Up to and including the final line, retype each line of the records below, starting with the one that contains "result: well-known text, one".

Stored data entries:
+ + +
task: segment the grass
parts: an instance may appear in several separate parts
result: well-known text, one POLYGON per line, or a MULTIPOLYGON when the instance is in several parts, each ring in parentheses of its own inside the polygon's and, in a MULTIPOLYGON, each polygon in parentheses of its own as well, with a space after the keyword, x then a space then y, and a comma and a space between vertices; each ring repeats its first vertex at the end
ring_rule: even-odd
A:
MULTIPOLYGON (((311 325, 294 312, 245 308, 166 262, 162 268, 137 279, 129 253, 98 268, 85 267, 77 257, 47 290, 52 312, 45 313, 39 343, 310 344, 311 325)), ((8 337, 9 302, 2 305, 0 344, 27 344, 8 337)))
+ + +
*Exercise response*
result: well-known text, one POLYGON per line, or a MULTIPOLYGON when the instance is in several parts, each ring in parentheses of its own inside the polygon's and, in a MULTIPOLYGON, each polygon in parentheses of its own as well, with a space after the keyword, x then a space then y, and a comma and a space between vertices; each ring repeats its first vertex at the end
ring_rule: even-odd
A:
MULTIPOLYGON (((311 325, 294 312, 245 308, 166 262, 162 268, 137 279, 129 253, 98 268, 85 267, 77 257, 47 290, 52 312, 45 313, 39 343, 310 344, 311 325)), ((8 337, 9 302, 2 305, 0 344, 27 344, 8 337)))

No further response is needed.